Saved data entries:
+===+

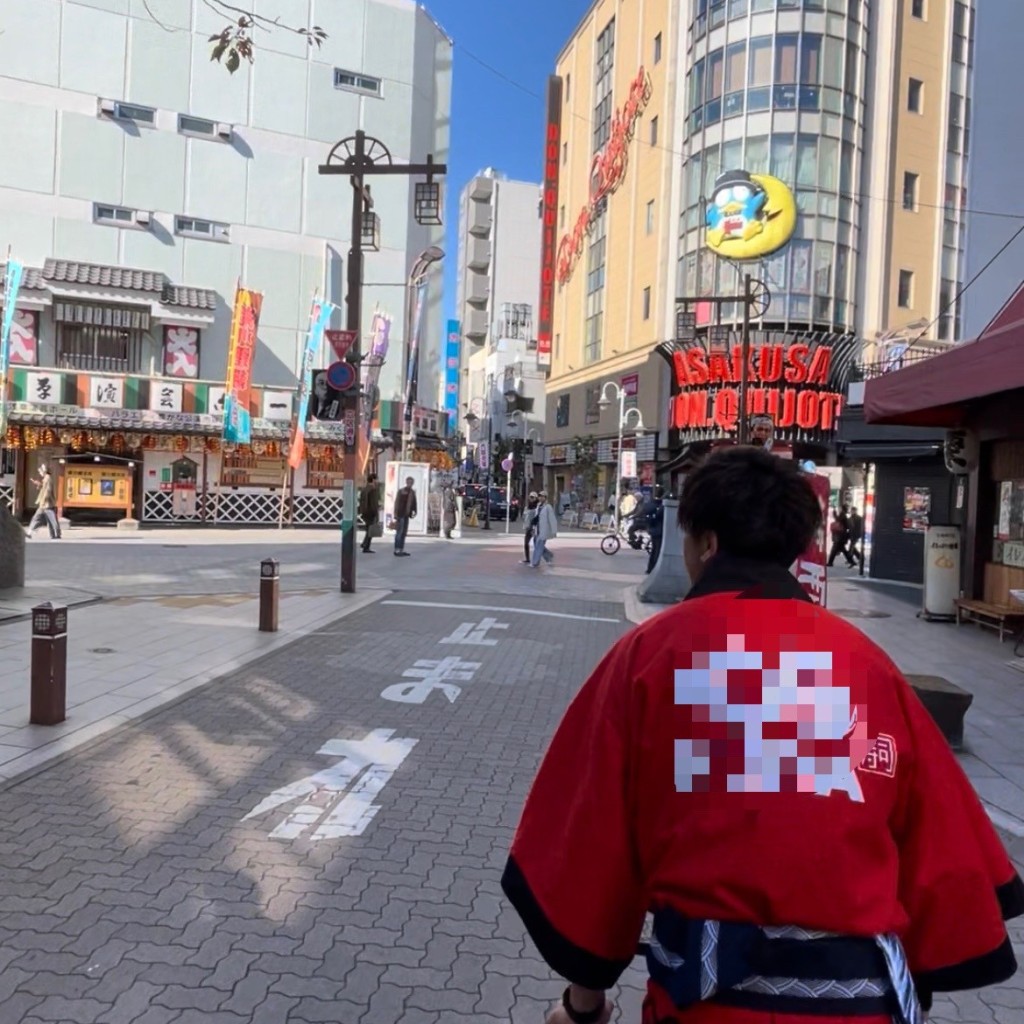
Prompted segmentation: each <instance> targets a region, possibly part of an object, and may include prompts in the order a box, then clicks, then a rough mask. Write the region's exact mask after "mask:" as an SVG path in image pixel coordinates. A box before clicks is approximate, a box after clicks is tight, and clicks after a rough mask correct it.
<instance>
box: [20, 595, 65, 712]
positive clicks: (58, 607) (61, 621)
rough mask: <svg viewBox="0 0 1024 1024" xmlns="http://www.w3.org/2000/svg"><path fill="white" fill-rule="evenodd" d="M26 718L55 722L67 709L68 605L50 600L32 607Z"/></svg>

+===+

Try it:
Copy out all the entries exactly. Images stay out of the copy.

Response to the exercise:
Prompted segmentation: each <instance> targets a region, possibly part of an object, and may include prompts in the order a box, then clicks, then a rough mask. Write the region's exact mask after "mask:" as an SVG path in image pixel coordinates. A box before clicks is approximate, a box after clicks is tight, and clicks after a rough mask correct it.
<instance>
box: [20, 595, 65, 712]
positive clicks: (58, 607) (61, 621)
rough mask: <svg viewBox="0 0 1024 1024" xmlns="http://www.w3.org/2000/svg"><path fill="white" fill-rule="evenodd" d="M26 718L55 722L67 709L68 605L50 600L32 607Z"/></svg>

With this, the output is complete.